According to the blog post below about fishing while injured, when is salmon time on Vancouver Island?
[start of Extracted text]
The blog has been quiet because I’ve been injured and it’s gone on so long [since mid-July] I’m not even reading MTB content online or working on my bikes because it’s easier on my brain to not think about trail riding at all. Sad, but true. 😦
Thankfully I’ve had my motorcycle and my fly rod to keep me sane. A daily dose of moto commuting is good for my 2 wheeled soul and weekend fishing trips get me outdoors and focused on something other than the lack of MTBing in my life.
Late summer through early winter on Vancouver Island is salmon time. These amazing fish return in the hundreds of thousands to their home waters after an epic journey in the ocean to spawn and die. Not only is this a truly magnificent spectacle to behold – it also offers fly fishermen a shot at these fish in waters shallow enough to reach them with a 100′ fly line and waders.
Being a newbie I’m still learning so much each time I fish my mind gets boggled. We’ve fished in the ocean from the beach as deep as we can wade. We’ve fished river mouths were the saltwater is mixing with the freshwater of the inland lakes draining back to the ocean. We’ve fished rivers and creeks all over the island. And we’ve fished lakes.
[end of Extracted text]
[start of Extracted material]
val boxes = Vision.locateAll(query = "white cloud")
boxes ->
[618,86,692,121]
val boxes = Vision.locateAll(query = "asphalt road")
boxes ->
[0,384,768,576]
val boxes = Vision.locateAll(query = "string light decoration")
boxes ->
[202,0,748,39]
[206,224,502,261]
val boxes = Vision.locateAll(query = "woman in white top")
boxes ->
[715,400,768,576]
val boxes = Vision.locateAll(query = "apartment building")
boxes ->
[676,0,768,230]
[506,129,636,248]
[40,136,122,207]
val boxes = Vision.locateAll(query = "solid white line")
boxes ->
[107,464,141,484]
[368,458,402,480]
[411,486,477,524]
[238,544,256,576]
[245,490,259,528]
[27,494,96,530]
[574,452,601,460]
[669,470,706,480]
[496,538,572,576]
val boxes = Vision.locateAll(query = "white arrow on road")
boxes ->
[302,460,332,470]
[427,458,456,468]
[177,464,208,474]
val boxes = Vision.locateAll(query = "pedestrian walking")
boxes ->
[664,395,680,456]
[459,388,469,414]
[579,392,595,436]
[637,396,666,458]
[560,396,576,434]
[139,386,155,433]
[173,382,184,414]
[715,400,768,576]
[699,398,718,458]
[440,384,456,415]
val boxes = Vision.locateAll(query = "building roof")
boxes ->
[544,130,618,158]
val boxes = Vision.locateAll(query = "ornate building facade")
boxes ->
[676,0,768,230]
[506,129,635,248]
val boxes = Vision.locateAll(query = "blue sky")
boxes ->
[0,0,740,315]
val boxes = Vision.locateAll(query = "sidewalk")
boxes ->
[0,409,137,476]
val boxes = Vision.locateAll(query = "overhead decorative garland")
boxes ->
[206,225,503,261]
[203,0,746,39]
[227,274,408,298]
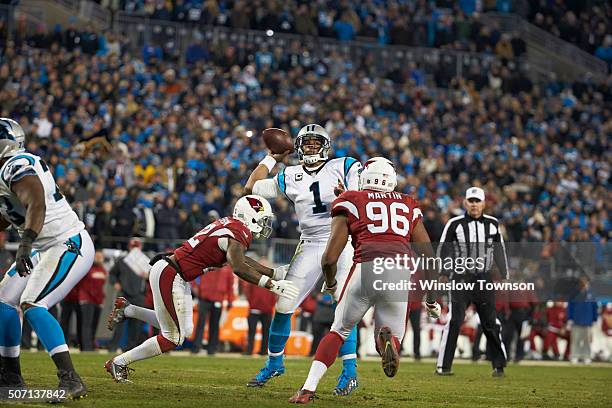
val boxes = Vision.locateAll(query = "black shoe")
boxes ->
[492,368,506,378]
[57,370,87,400]
[434,367,455,376]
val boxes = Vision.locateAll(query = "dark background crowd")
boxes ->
[0,1,612,360]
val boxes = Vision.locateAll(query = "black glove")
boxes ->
[15,229,38,276]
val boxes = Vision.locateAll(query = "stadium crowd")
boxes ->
[0,20,612,362]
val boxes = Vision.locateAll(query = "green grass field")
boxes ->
[13,353,612,408]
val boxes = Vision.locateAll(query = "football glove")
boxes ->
[321,279,338,302]
[269,280,300,300]
[425,302,442,319]
[272,264,289,280]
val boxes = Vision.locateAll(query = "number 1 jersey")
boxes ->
[0,153,85,250]
[275,157,361,240]
[332,190,423,263]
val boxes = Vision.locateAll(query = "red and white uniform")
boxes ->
[332,190,423,342]
[149,217,253,345]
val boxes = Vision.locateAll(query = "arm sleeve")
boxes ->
[494,227,510,279]
[344,157,361,190]
[436,221,455,276]
[253,179,279,198]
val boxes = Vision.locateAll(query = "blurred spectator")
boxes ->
[191,265,234,356]
[567,276,598,364]
[242,281,276,356]
[108,238,149,352]
[78,250,108,351]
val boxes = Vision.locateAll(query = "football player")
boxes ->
[end of Extracted material]
Exercise solution - Late summer through early winter.